[Start of Attachment]

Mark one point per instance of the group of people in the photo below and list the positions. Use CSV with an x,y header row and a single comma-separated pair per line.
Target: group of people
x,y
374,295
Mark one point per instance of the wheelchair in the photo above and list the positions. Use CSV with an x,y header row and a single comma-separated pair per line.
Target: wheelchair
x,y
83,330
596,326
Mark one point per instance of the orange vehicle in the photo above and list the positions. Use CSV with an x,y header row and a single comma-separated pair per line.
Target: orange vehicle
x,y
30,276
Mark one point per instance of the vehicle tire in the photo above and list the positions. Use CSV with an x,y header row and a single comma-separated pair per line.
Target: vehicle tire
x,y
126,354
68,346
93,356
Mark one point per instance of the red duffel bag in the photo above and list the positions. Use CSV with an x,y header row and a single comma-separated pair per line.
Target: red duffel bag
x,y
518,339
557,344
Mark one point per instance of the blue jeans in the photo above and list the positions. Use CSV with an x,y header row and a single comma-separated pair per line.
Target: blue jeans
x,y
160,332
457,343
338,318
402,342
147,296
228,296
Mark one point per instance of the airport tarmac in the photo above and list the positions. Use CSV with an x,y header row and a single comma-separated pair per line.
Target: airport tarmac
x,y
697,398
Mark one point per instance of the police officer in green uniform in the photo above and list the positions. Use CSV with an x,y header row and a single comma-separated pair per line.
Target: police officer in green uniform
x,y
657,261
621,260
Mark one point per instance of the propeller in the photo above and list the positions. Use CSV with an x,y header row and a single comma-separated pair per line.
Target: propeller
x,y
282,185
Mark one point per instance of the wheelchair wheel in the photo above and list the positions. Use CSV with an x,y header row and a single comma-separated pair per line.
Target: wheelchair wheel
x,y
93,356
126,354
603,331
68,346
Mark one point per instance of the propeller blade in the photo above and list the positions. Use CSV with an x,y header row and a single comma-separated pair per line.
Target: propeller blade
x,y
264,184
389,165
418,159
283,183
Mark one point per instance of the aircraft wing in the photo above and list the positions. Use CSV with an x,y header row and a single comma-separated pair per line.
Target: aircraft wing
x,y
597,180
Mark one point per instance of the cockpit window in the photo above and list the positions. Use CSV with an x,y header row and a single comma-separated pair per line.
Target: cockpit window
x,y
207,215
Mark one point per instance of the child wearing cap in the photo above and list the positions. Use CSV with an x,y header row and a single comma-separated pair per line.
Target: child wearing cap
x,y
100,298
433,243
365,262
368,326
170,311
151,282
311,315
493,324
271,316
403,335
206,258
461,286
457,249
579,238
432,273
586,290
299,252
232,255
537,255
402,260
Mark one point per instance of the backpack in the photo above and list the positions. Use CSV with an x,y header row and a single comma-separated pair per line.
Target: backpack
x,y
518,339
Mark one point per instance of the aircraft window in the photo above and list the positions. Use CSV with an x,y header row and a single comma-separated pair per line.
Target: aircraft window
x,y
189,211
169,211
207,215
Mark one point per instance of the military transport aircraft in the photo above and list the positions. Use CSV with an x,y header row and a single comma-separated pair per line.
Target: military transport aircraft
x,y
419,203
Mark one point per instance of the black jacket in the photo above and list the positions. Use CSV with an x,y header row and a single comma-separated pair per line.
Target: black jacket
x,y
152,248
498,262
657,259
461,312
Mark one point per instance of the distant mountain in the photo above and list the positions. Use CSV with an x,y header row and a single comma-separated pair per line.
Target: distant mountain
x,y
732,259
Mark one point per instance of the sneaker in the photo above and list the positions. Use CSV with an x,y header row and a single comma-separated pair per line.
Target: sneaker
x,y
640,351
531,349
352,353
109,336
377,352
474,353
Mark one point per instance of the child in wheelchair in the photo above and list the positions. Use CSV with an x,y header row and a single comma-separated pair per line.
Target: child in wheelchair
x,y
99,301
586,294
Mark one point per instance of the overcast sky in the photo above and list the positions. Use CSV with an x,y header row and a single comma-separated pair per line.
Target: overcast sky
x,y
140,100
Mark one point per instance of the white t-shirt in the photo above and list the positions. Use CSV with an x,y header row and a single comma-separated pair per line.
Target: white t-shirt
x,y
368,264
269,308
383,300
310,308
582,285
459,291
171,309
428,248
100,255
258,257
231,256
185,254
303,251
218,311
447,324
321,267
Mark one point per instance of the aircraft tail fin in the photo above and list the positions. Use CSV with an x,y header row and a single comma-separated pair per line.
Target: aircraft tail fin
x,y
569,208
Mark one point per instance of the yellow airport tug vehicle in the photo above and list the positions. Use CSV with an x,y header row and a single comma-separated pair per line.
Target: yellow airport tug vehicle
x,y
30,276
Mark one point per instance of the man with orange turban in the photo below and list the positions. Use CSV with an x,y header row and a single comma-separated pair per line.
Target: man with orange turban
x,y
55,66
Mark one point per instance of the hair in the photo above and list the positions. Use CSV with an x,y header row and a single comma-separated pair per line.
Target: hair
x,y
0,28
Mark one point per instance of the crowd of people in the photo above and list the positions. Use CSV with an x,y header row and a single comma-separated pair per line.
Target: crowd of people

[End of Attachment]

__Task brief__.
The answer should be one number, namely how many lines of the entries above include the string "below".

__Response__.
2